PROBLEM TO WORK ON: A word-for-word transcription of the data below is required.

EXTRACTED INFORMATION:
════
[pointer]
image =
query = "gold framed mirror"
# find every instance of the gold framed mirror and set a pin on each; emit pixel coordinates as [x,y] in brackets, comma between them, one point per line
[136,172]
════
WRITTEN SOLUTION:
[pointer]
image =
query = "gold framed mirror"
# find every instance of the gold framed mirror and set a pin on each; emit pixel coordinates as [x,y] in brackets, comma between them, one point per line
[136,172]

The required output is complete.